§ Problem description:
Set out exactly, line by line, the stretch of data below that begins at the line containing "white sole in" and ends at the line containing "of the bearded", with both ends kept.

(Dataset entries)
-*-*-

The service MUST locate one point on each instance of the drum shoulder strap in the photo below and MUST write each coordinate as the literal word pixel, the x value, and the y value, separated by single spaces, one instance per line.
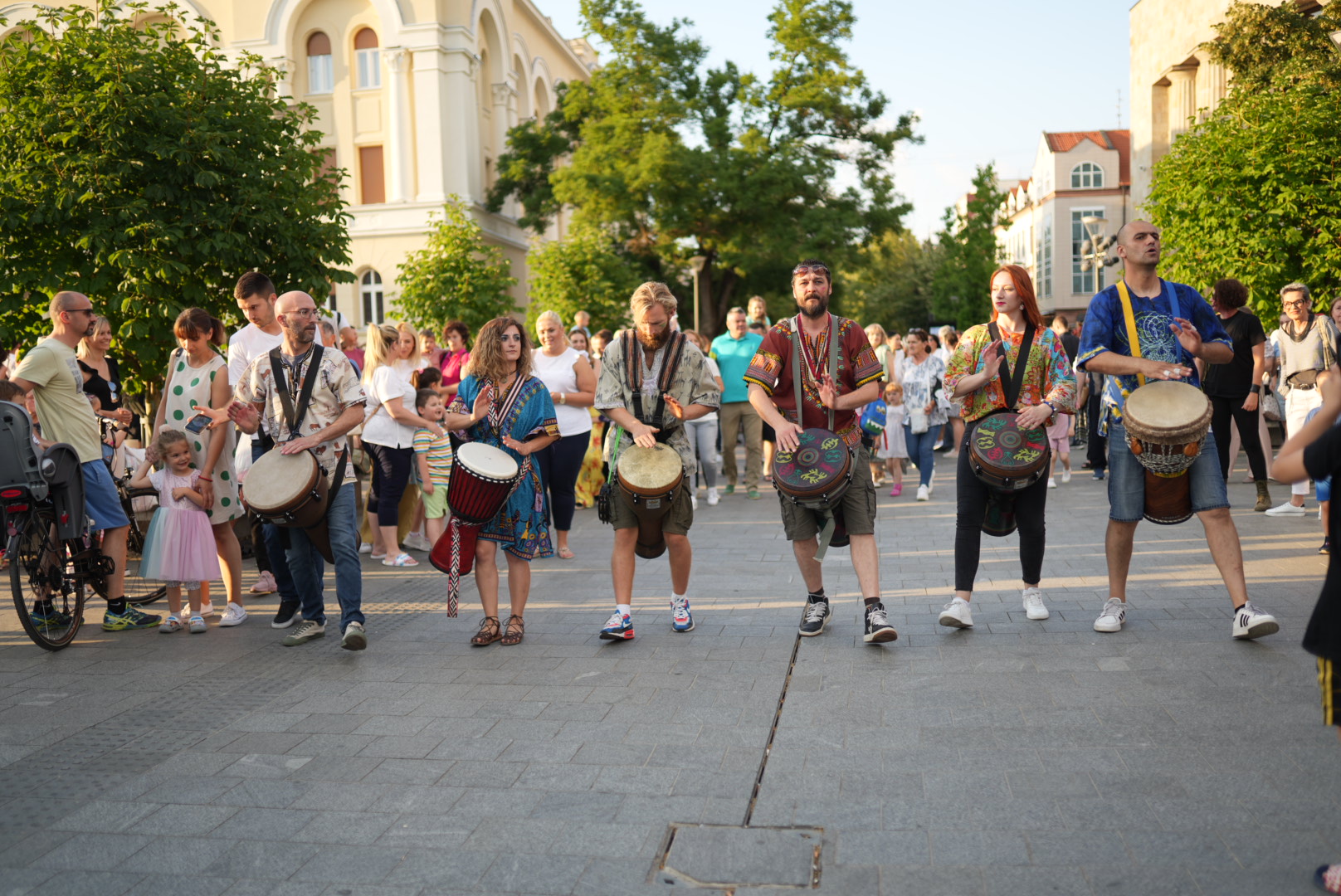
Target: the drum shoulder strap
pixel 294 416
pixel 1014 377
pixel 1129 319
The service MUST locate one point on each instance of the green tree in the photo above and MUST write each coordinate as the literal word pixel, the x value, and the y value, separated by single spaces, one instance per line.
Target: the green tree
pixel 968 255
pixel 1253 191
pixel 456 275
pixel 587 271
pixel 747 172
pixel 146 169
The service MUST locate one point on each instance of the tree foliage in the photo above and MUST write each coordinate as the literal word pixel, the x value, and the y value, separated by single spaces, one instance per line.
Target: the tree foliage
pixel 1254 192
pixel 676 160
pixel 144 168
pixel 587 271
pixel 968 252
pixel 456 275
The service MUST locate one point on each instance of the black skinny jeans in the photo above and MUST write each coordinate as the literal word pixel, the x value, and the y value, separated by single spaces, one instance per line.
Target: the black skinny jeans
pixel 559 467
pixel 1226 409
pixel 391 475
pixel 1030 506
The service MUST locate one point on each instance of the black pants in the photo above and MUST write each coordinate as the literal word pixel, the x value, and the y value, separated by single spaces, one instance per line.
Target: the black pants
pixel 1226 409
pixel 1097 450
pixel 559 467
pixel 391 475
pixel 1030 506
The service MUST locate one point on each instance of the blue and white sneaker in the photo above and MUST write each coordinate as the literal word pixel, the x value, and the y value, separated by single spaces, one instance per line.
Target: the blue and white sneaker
pixel 618 628
pixel 680 617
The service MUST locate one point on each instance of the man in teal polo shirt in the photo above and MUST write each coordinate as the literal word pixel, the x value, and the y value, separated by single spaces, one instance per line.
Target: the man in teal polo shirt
pixel 733 352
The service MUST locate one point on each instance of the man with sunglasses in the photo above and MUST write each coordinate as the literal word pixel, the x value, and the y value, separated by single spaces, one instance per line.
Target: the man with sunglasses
pixel 50 371
pixel 790 408
pixel 1308 345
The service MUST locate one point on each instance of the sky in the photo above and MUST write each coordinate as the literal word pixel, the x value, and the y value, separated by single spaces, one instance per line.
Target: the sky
pixel 986 76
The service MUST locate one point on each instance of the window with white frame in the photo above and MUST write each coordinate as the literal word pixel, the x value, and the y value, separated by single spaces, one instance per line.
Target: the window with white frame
pixel 368 58
pixel 321 70
pixel 1086 176
pixel 1084 282
pixel 370 289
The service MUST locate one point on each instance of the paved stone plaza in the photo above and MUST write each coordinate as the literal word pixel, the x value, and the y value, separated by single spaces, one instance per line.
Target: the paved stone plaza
pixel 1012 758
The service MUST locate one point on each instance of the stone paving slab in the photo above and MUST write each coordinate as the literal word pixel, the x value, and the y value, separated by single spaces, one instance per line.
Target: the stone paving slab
pixel 1014 758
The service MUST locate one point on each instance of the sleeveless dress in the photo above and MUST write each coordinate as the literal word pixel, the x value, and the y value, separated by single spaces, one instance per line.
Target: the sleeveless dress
pixel 188 389
pixel 180 543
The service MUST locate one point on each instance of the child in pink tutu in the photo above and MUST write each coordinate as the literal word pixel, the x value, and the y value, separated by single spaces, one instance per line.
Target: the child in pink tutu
pixel 180 545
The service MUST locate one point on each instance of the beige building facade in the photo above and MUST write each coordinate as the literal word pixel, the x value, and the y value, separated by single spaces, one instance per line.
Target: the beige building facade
pixel 1173 84
pixel 415 100
pixel 1075 174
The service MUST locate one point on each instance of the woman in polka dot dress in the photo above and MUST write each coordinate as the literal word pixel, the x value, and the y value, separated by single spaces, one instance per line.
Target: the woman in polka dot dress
pixel 197 376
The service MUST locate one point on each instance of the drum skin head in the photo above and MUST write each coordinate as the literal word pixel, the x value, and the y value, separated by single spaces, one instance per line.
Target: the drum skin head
pixel 649 470
pixel 487 460
pixel 276 479
pixel 1167 411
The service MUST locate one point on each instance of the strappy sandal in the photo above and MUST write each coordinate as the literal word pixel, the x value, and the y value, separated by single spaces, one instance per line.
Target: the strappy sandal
pixel 489 632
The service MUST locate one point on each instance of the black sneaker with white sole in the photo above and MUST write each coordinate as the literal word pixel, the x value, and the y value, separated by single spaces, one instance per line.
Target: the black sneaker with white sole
pixel 816 620
pixel 877 626
pixel 286 615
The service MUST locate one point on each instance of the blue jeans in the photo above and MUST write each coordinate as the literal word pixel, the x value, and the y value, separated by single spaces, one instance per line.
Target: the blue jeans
pixel 920 451
pixel 307 567
pixel 276 546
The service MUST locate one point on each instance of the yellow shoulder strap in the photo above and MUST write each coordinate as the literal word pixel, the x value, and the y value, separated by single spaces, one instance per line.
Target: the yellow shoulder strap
pixel 1131 326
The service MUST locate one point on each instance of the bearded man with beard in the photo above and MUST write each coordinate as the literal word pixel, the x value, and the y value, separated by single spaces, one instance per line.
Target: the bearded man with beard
pixel 822 400
pixel 652 381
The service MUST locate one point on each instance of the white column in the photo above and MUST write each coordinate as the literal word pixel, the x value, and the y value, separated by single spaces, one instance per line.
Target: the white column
pixel 401 137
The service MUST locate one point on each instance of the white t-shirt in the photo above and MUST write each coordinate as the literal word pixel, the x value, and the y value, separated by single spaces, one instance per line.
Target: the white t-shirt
pixel 380 428
pixel 247 345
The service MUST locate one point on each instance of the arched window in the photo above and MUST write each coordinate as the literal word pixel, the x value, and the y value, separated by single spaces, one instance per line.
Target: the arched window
pixel 321 71
pixel 370 287
pixel 369 59
pixel 1086 176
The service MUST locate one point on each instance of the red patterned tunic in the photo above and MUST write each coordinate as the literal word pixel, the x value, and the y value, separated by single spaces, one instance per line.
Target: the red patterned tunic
pixel 857 365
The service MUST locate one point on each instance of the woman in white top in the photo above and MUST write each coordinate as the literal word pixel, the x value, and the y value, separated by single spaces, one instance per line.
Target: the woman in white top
pixel 572 382
pixel 389 434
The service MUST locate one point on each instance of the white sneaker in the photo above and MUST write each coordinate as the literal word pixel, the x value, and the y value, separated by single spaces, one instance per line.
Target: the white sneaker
pixel 1112 616
pixel 1034 608
pixel 233 615
pixel 957 615
pixel 1250 622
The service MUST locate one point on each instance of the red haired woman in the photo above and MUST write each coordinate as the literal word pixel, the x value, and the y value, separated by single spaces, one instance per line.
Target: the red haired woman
pixel 979 376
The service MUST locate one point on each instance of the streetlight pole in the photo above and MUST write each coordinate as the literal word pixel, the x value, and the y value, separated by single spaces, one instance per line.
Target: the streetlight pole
pixel 696 265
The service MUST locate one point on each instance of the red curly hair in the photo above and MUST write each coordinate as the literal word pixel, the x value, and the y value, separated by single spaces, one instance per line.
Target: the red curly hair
pixel 1025 289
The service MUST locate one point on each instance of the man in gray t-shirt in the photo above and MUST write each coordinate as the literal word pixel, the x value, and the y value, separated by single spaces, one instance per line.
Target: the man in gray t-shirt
pixel 1308 346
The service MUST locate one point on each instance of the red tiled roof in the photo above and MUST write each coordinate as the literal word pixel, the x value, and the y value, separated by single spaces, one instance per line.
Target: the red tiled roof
pixel 1064 141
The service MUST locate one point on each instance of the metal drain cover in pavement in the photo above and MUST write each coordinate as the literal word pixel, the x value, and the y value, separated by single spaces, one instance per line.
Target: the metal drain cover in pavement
pixel 723 856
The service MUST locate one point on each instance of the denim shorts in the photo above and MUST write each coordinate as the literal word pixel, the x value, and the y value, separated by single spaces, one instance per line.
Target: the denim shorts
pixel 102 504
pixel 1127 479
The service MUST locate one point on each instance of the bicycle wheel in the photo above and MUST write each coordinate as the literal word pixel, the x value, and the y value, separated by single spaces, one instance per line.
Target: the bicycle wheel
pixel 50 606
pixel 139 504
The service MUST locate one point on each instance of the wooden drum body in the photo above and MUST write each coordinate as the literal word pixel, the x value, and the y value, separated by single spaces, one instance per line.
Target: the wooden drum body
pixel 290 489
pixel 648 480
pixel 1166 426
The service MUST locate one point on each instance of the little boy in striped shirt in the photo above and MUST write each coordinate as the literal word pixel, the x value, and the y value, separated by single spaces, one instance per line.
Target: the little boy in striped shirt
pixel 433 455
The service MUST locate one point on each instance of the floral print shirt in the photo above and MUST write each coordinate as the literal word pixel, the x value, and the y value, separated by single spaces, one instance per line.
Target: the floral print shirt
pixel 1047 372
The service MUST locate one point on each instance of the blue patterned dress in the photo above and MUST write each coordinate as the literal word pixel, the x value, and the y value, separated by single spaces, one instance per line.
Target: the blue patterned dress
pixel 520 526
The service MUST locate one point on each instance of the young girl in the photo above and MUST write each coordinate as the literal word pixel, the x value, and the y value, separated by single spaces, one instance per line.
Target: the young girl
pixel 890 446
pixel 180 545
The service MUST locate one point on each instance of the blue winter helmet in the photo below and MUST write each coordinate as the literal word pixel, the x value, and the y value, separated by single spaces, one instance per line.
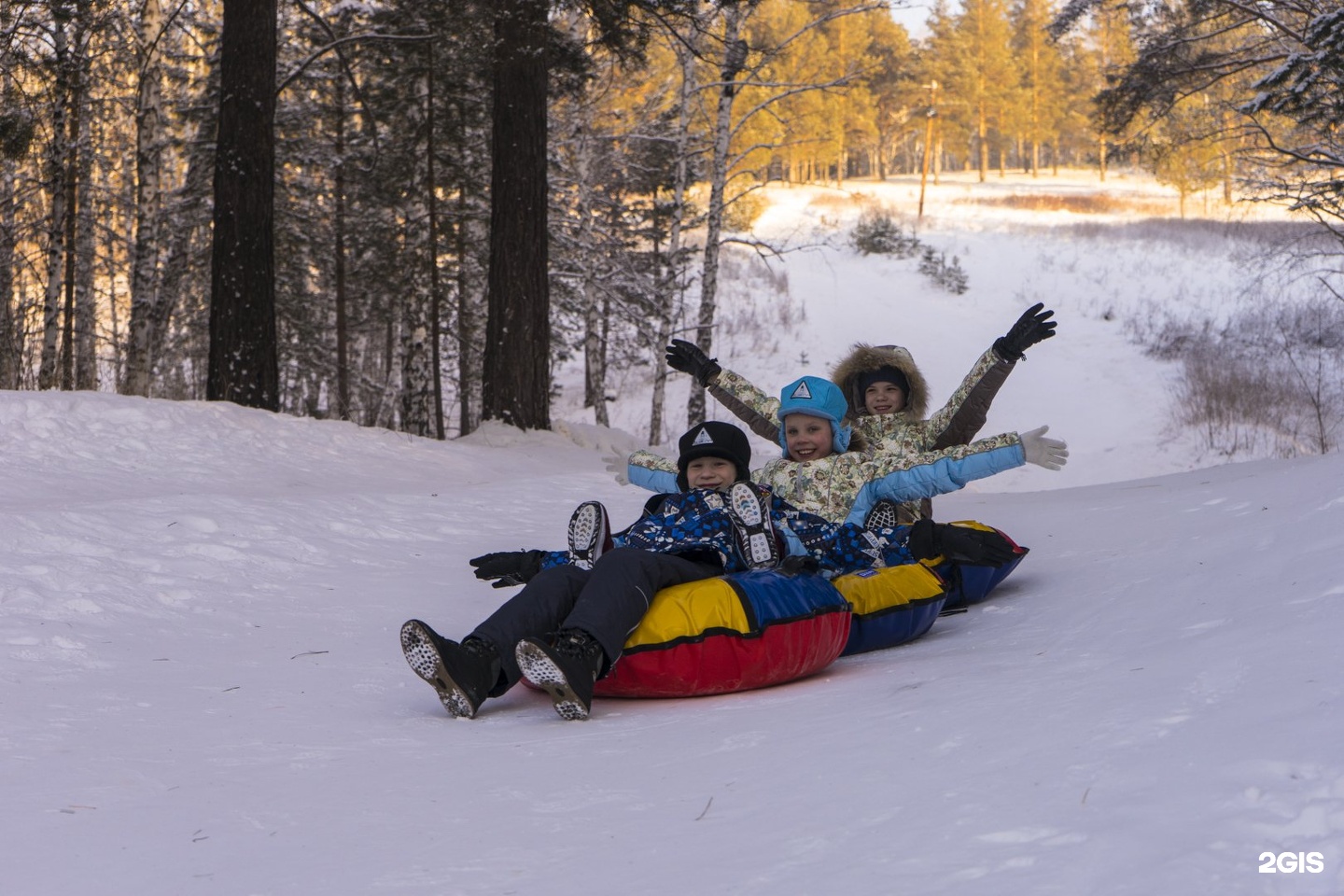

-*-*-

§ Answer:
The service MUST locate one point on each instance of the black sneaker with white sole in the photo above and MUST write each coordinate as the literal word pixel, the x value, and the y value, separated by single spaces, one instance per line.
Target: the black sneaker with white sole
pixel 816 620
pixel 877 626
pixel 286 615
The service MUST locate one point on each instance of the blue jeans in the photo above and MUST write each coordinate as the literal word pixel, the x value, and the y value, separated by single spaces, one instance per line.
Target: the blue jeans
pixel 920 451
pixel 307 567
pixel 276 546
The service MUST locate one point on each instance of the yellow shoulder strap in the photo above and MUST write each coordinate as the literal word pixel, the x value, and the y value, separated by single spaces, one instance per line.
Target: the yellow shoulder strap
pixel 1131 326
The service MUST locate one point on each instance of the bearded man with beard in the photo above and MUST write each coordinate as the literal word pixel, the x value, and the y value, separated by single spaces, one instance per line.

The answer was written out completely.